#### [BRIEF]
Show every line of the records below that contains the word "green", copying each matching line in full. Matching is case-sensitive.

#### [GIVEN ENTRIES]
======

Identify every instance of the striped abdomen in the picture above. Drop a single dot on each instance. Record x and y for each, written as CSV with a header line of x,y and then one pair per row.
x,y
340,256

======

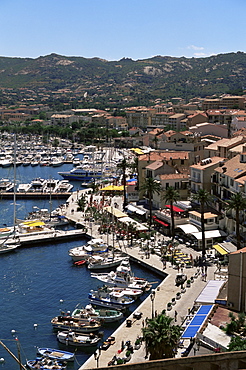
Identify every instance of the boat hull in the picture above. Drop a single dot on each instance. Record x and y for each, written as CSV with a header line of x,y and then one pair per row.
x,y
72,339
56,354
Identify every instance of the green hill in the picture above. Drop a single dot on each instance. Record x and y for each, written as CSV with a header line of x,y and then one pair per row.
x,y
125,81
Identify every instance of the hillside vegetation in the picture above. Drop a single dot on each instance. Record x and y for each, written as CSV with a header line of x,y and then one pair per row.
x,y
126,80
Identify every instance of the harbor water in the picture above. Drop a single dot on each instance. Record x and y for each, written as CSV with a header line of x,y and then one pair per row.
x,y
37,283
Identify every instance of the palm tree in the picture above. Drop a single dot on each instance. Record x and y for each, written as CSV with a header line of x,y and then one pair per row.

======

#### [CORRECT RESPONSE]
Identify every instance of the green hill in the picture above. Drop a single dot on each instance. Record x and y for each, written as CSV with a header line of x,y and then one pair per row.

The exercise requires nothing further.